**Brief**.
Please copy every line of the records below that holds the word "form".

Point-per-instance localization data
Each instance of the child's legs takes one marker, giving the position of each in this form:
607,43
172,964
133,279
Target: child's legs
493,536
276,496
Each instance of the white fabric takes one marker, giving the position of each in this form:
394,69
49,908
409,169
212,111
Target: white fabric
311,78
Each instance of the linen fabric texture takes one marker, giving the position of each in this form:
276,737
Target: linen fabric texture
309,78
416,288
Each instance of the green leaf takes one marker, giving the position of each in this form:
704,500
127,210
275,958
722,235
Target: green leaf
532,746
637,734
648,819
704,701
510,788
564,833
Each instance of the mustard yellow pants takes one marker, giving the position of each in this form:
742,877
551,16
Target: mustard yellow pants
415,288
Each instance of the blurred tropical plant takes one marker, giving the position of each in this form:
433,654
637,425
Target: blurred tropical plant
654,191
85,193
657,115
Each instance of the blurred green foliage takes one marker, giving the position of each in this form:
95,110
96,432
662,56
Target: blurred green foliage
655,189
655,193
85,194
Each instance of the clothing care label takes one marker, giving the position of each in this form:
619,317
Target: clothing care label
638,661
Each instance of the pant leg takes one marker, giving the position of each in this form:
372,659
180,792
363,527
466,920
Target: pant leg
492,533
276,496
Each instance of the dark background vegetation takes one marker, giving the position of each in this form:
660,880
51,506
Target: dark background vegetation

**Answer for the task**.
Each instance of the child's legs takes one marker, giving the position of each in this form:
Each instance of the white fabric takes one marker, giving the position of each in this form:
Each instance of the linen fabric texture takes one marker, giving the position of each in this form:
Each instance of the green leaf takes one marker, giving the position of each in this form:
Each instance of the mustard yellow pants takes one marker, giving the position of each in this form:
Each instance of the blurred tropical plant takes one marker, giving the position of each in this form:
Each instance of the blurred green foliage takes one marker, giving the position of each in this form:
Each instance of the clothing care label takes one marker, giving the position of each in this form:
Each instance of the pant leg takes one marker, giving the position of each in this form:
Each instance of the dark background vegetation takes one marker, giving the position of each in this form:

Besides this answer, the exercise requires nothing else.